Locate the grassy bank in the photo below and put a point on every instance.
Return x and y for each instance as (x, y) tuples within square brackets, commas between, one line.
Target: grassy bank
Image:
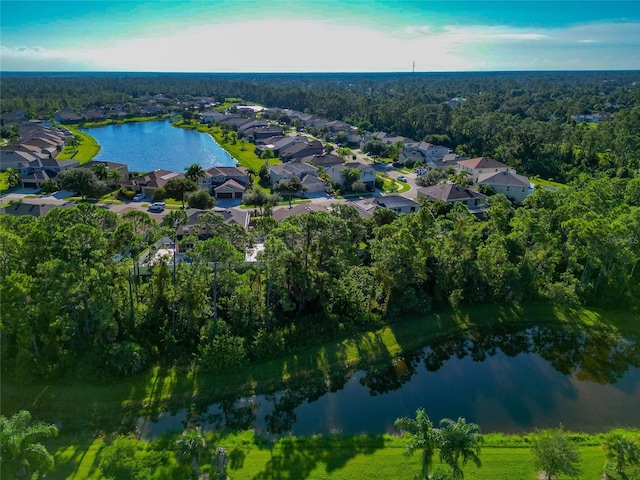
[(242, 152), (122, 121), (332, 457), (116, 404), (86, 149)]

• **Exercise prompt**:
Convert the lines of the records above into a Markdown table with two columns, Number and Text, giving each line its row number and leaving out blank lines and the pictures.

• **Output of the task**:
| Number | Text |
|---|---|
| 1 | Locate the grassy bank in the photo below and put a point on every instance. |
| 2 | Return x and y for each instance as (x, y) tuples within square brackets, commas between, one line. |
| 3 | Target: grassy bank |
| 4 | Image: |
| 5 | [(242, 152), (122, 121), (332, 457), (116, 404), (86, 149)] |